Problem set:
1 - Translate this sentence from the Boa lacing thread into Spanish: "The BOA Guarantee covers dials and laces."
2 - From the Boa lacing thread, extract the part that opens with the words containing "From Boa Service" and closes with "easily removable, too.", copying it word for word.
3 - Please continue the forum thread on Boa lacing dials from where it stops.

# BOA woes (Geez)



## robotfood99 (Mar 19, 2016)

From Boa Service & Support:


The BOA Fit System dials and laces are guaranteed for the lifetime of the product on which they are integrated. So yes, we can help.
The BOA Guarantee covers dials and laces. To redeem a warranty head to our warranty claim tool, and we'll send you a repair kit free of charge. If you have damages related to sewn or heat welded parts, we recommend reaching out to the footwear manufacturer for their warranty policy.
Apply as needed.

EDIT - Check out this video. Can't tell much from your 2D pics but I bet yours is easily removable, too.


----------



## chomps1211 (Mar 30, 2011)

I have some 32 Binary Boas. I regularly bump the side dial on my R boot when getting on & off the lift. By bump, I mean that I hit it hard enough that the Boa unlocks & has to be re-tightened. 

Have yet to break a dial. ?‍♂

Are Boa lacing systems supplied to boot makers for integration in their boots? 

Or do they license the tech and then each build their own Boa systems?

Cuz not sure why some Boas seem to be so fragile, unless it's the individual boot mnfrs using differing materials.


----------



## robotfood99 (Mar 19, 2016)

Afaik Boa supplies the boot makers the kits.

In my experience some early dials (pre-H3? not sure) were a bit fragile. I had a helluva incident with a seized boa dial while hiking the backcountry in Hokkaido in 2009-ish.

For a good while I stayed well clear of any Boas until Ion boas came out, and not one incident so far.

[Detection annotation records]

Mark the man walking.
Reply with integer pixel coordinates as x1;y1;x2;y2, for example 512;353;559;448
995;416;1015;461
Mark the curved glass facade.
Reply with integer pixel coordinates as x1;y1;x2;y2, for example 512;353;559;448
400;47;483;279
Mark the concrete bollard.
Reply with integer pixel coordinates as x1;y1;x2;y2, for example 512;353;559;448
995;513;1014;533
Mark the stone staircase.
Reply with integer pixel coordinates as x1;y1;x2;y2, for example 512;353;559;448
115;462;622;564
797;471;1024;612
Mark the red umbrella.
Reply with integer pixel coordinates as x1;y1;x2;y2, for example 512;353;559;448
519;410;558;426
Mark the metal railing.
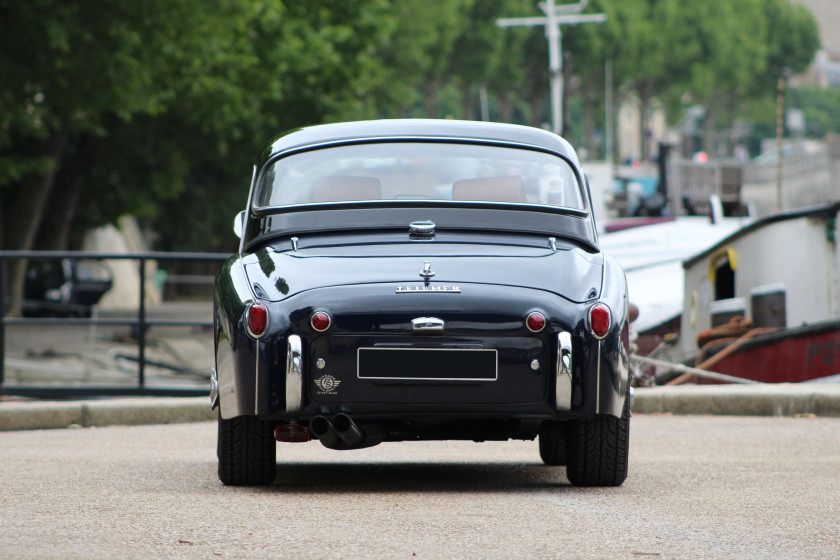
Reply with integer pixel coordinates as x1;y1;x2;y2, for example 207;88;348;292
0;251;230;399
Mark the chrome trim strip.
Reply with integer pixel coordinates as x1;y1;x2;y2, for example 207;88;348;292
411;317;444;332
554;331;572;410
286;334;303;412
254;340;260;414
210;367;219;410
595;340;601;414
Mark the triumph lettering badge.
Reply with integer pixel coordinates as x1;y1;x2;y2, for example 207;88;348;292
397;284;461;294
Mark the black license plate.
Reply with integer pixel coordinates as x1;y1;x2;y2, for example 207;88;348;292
357;348;498;381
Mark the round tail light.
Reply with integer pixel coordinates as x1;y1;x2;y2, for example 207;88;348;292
589;303;612;340
309;311;332;332
525;311;546;332
246;303;268;338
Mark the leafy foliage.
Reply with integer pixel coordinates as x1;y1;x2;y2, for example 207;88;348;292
0;0;836;258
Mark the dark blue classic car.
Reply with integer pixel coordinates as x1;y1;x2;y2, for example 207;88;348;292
211;120;632;486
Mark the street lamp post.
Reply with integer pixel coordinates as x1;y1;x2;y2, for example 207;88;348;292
496;0;607;135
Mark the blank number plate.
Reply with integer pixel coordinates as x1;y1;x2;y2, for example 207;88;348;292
357;348;498;381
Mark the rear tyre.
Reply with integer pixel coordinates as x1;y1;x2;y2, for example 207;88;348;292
216;416;277;486
539;422;566;467
566;398;630;486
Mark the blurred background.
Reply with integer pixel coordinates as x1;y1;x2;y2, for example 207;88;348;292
0;0;840;392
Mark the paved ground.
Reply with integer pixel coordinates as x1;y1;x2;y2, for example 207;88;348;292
0;415;840;560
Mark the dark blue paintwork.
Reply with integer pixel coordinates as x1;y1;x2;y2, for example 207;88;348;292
214;121;629;439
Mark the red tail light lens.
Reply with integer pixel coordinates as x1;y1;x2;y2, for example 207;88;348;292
247;303;268;338
309;311;332;332
525;311;546;332
589;303;612;340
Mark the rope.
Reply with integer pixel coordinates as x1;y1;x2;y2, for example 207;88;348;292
630;354;763;385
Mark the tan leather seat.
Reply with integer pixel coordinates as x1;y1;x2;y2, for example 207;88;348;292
452;175;527;202
309;175;382;202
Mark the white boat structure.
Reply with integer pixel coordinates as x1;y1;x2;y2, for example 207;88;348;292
602;203;840;382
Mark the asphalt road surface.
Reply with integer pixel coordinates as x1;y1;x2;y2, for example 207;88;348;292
0;415;840;560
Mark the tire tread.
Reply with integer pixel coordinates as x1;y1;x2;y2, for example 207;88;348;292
217;416;277;486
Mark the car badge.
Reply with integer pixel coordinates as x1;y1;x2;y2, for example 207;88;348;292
420;261;435;282
313;375;341;395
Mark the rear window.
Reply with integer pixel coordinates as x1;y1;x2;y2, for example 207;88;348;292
254;142;586;210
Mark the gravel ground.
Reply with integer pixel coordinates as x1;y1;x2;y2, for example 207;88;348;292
0;415;840;560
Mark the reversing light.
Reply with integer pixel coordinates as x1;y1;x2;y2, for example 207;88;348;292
525;311;545;332
589;303;612;340
246;303;268;338
309;311;332;332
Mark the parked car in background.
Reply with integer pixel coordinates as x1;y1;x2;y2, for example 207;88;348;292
211;120;632;486
23;259;113;317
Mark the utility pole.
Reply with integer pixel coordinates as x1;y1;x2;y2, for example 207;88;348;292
776;68;790;212
496;0;607;135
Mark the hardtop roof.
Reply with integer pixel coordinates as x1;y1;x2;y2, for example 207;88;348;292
257;119;580;167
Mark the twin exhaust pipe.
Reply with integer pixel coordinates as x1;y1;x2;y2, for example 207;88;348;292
309;413;383;450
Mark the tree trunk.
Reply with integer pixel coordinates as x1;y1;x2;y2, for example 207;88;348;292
499;91;513;123
703;105;718;158
581;95;598;159
423;79;437;119
638;86;651;161
35;135;97;251
461;83;475;120
4;128;69;316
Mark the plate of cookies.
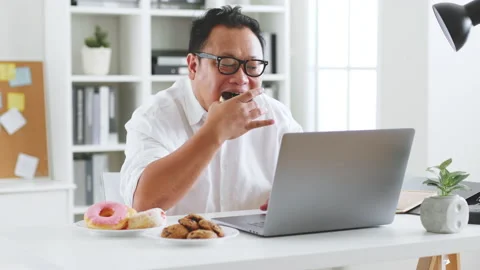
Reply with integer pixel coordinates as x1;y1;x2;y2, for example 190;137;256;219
145;214;240;245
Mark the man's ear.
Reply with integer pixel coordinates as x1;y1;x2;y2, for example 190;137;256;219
187;53;200;80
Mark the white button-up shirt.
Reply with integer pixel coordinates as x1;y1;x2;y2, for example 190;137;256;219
120;78;302;215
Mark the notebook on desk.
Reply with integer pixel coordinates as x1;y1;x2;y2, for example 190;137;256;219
396;190;437;214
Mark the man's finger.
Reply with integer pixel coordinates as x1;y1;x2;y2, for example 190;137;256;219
233;88;264;102
260;200;268;211
246;119;275;130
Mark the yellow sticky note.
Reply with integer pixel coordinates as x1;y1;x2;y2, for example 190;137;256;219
0;63;16;81
7;93;25;112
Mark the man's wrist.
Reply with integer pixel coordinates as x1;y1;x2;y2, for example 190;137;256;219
198;125;225;148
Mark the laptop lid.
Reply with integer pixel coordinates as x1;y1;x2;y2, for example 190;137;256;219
264;129;415;236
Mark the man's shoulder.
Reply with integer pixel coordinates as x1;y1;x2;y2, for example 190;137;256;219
127;80;186;129
262;94;291;117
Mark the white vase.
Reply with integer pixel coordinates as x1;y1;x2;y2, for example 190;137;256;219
82;46;112;75
420;195;469;233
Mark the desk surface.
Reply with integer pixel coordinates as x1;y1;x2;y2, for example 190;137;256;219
0;211;480;270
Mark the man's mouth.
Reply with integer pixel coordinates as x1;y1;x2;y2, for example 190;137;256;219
220;92;240;100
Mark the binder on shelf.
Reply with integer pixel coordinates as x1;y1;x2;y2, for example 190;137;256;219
74;153;109;206
70;0;139;8
151;49;188;75
261;32;277;74
72;85;119;145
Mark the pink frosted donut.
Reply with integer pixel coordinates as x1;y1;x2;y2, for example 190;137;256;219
83;201;136;230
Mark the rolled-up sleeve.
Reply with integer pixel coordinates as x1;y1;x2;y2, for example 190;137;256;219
120;112;170;207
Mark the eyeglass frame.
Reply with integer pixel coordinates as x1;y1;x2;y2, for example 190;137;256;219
194;52;268;78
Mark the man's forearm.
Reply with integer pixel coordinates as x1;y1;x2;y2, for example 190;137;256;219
133;127;222;211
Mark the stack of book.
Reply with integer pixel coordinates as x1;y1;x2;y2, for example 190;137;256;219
72;85;118;145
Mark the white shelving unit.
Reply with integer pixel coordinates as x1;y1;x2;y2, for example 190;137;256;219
44;0;290;221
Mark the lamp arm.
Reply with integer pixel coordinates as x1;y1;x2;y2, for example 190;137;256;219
465;0;480;26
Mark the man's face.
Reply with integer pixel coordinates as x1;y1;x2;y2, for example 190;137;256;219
187;26;263;110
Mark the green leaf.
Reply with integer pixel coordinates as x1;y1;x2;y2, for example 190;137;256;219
440;169;450;186
451;174;470;186
439;158;452;169
423;179;440;185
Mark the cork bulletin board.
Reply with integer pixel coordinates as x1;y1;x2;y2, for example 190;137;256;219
0;61;49;181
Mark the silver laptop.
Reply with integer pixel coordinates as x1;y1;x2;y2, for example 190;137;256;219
214;129;415;237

Task answers:
1 - La garantía de BOA cubre los diales y los cordones.

2 -
From Boa Service & Support:


The BOA Fit System dials and laces are guaranteed for the lifetime of the product on which they are integrated. So yes, we can help.
The BOA Guarantee covers dials and laces. To redeem a warranty head to our warranty claim tool, and we'll send you a repair kit free of charge. If you have damages related to sewn or heat welded parts, we recommend reaching out to the footwear manufacturer for their warranty policy.
Apply as needed.

EDIT - Check out this video. Can't tell much from your 2D pics but I bet yours is easily removable, too.

3 -
----------



## lab49232 (Sep 13, 2011)

Boas break. Not all the time or even regularly but they break. They'll repair them free of charge. Take them to a shop or contact the company you ordered them from.


----------



## 16gkid (Dec 5, 2012)

Boa has a lifetime warranty and you can order any and all parts through here for free except for shipping- Spare Parts. I usually buy new boa cables evertime I buy a new boa boot and keep the spare parts in the bag in case something happens on a trip


----------



## WigMar (Mar 17, 2019)

You know I've never seen my laces explode like my boas have. Buying spare boa parts with new boots is an excellent idea.


----------



## 16gkid (Dec 5, 2012)

I will say though, ive been using boas for about 7 years now, between 5 different boots and the only issue I ever had was the cable coiled up weird causing a bind up, all i had to do was take off the boa wheel and play with the cable, easy peasy fix


----------



## Donutz (May 12, 2010)

I had to replace a boa cable on my very first setup because on the lift I would hold my board up with my back foot, and I placed the board a little too high on the toe a couple of times. Cut a few strands of the cable, and it was all downhill from there. And not in a good way.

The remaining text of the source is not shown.